> Görev A
Müzik üzerine yazıya göre şu soruları yanıtlayın.
(i) Yazıda müzik denince akla gelen ilk şey olarak ne gösteriliyor?
(ii) Yazıya göre yerküremiz nelerle bezenmiştir?
(iii) Yazıda söz konusu hayal gücü kavramının neye dayanmadığı belirtiliyor?
> Görev B
Müzik üzerine yazıda "Müzik deyince benim" ifadesinden "ve dehanın ürünü..." ifadesine kadar uzanan bölümü hiçbir değişiklik yapmadan yeniden yazın.

───── Yazı ─────

Müzik deyince aklımıza neler geliyor? Bir eğlence, hayat anlamı, hayatımızın bir parçası, düşündüklerimize bir tercüman, hayatımızı bire bir anlatan sanatlar bütünü ya da ustalıklı notalar topluluğu mu? Ya da muhteşem bir hayal gücü? O hayal gücü ki, bir sanata tanıklık eden, insanlara bir şeyler veren ve içine nüfuz etmiş melodiler bütünü ve sözleriyle beynimizi bazı gerçeklerle vuran!
Müzik deyince benim aklıma gelen ilk şey muhteşem bir hayal gücüdür. Yerküremiz sayısız gizemlerle bezenmiş. Bazen de karanlıklarla. Kah politik liderlerin kararlarıyla bastırılıyoruz, kah üzerimizde çeşitli oyunlar oynanıyor, kah Doğa Ana’yı öldürüyoruz, kah insanları zehirli atmosferlerde yaşatıyoruz. Gün geliyor insanoğlunun beyninden bir şeyler çekiliyor ve içi boşaltılmış bir koyuna çevriliyor. Kimisi de mücadele ediyor ve haykırışlarını tüm semaya yayıyor. Hayatın bir derinliği vardı ve bazı şeyler bir türlü açıklığa kavuşturulamıyordu. Aslında bir yerlerde buna şahitlik eden bir sanat olmalıydı. Öyle bir sanat ki, üzerine yorum yapılamayan, bilimsel ve teknik açıklamaların yapılamadığı, başka boyuttan fışkıran inanılmaz bir zekanın ve dehanın ürünü...
Bazı sanatkarlar yaşam ve dünya üzerine öyle sorgulayıcı liriklere imza atacaklardı ki, lirikleri müzikal performanslarıyla birleştirdiğimizde anlatılamayan teknik ve bilimsel süreçler vuku bulacaktı. Sonuç; inanılmaz bir hayal gücü, tarif edilemez müzikal dahilik, saklı kaldığı yer altında kendi saltanatını idame ettiriş ve söylemleri itibariyle tırnakları dahi olamayacak grupların milyonlar satması. Meydana getirilen sanatta öyle bir ustalık ve hayal gücü vardır ki, söz konusu hayal gücü kavramı; hayalperestliği, olmayan şeyleri oluyor gibi göstermeye dayanmıyordu. Buradaki hayal gücü kavramı, sahip olunan zeka, müzikal bilgi ve muhteşem felsefi liriklerle daha önce yer küre üzerinde adım atılamamış gizli bölgelere girmek, dünyanın en özgün sanatlarından birinin yaratıcısı olmak ve müzik yapısına müthiş zeka yumaklarını monte etmektir.

───── Kaynak Veriler ─────

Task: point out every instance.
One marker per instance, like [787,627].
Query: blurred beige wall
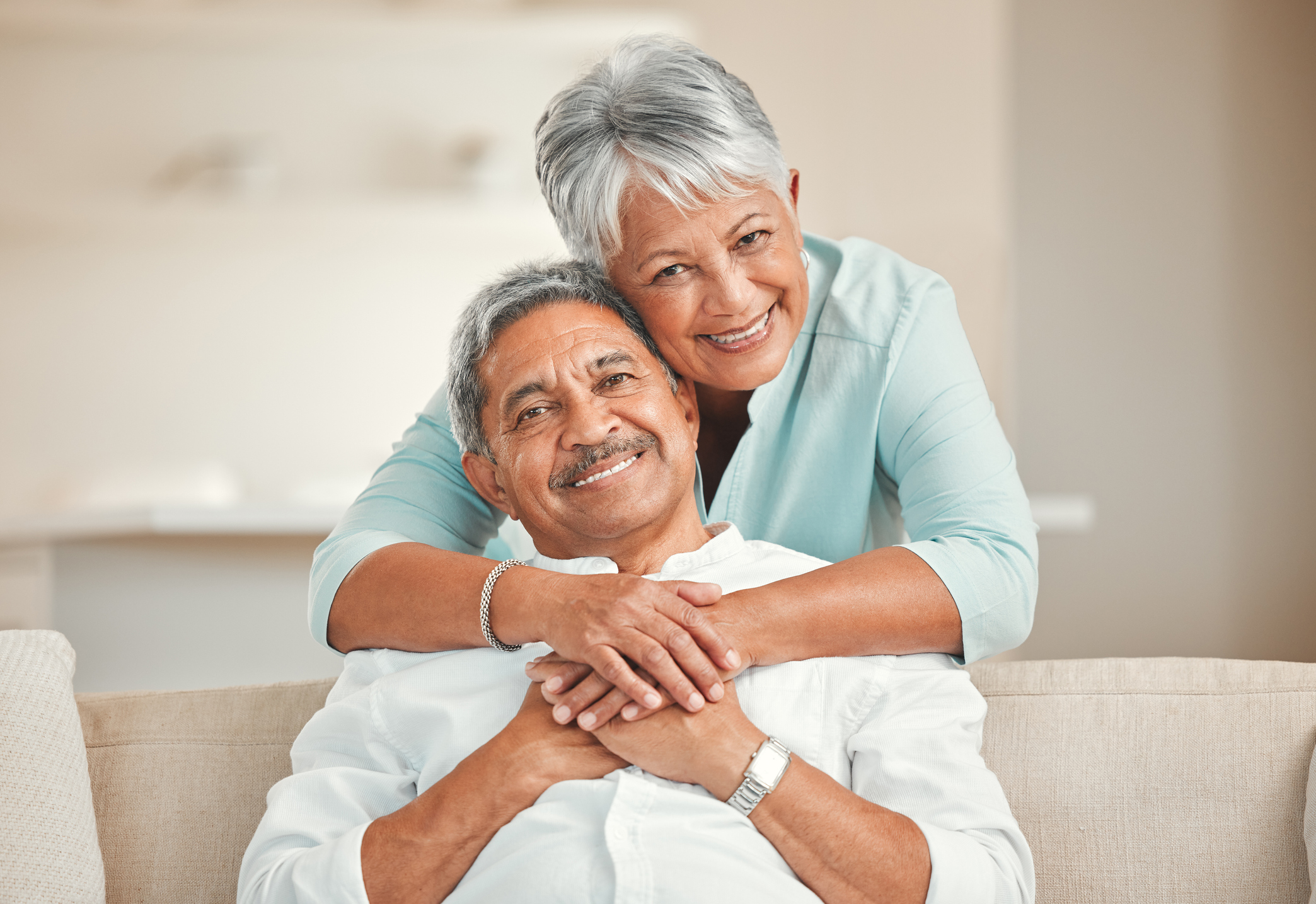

─────

> Tam Yanıt A
(i) Muhteşem bir hayal gücü.
(ii) Sayısız gizemlerle, bazen de karanlıklarla.
(iii) Hayalperestliğe, olmayan şeyleri oluyor gibi göstermeye.

> Tam Yanıt B
Müzik deyince benim aklıma gelen ilk şey muhteşem bir hayal gücüdür. Yerküremiz sayısız gizemlerle bezenmiş. Bazen de karanlıklarla. Kah politik liderlerin kararlarıyla bastırılıyoruz, kah üzerimizde çeşitli oyunlar oynanıyor, kah Doğa Ana’yı öldürüyoruz, kah insanları zehirli atmosferlerde yaşatıyoruz. Gün geliyor insanoğlunun beyninden bir şeyler çekiliyor ve içi boşaltılmış bir koyuna çevriliyor. Kimisi de mücadele ediyor ve haykırışlarını tüm semaya yayıyor. Hayatın bir derinliği vardı ve bazı şeyler bir türlü açıklığa kavuşturulamıyordu. Aslında bir yerlerde buna şahitlik eden bir sanat olmalıydı. Öyle bir sanat ki, üzerine yorum yapılamayan, bilimsel ve teknik açıklamaların yapılamadığı, başka boyuttan fışkıran inanılmaz bir zekanın ve dehanın ürünü...